(DATASET EXTRACT begins)
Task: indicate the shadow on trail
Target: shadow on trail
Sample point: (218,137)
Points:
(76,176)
(DATASET EXTRACT ends)
[PROBLEM DESCRIPTION] Return the line that contains "Target: shadow on trail", along with every line after it in the data above, exactly and with nothing else.

[YOUR RESPONSE]
Target: shadow on trail
Sample point: (218,137)
Points:
(76,176)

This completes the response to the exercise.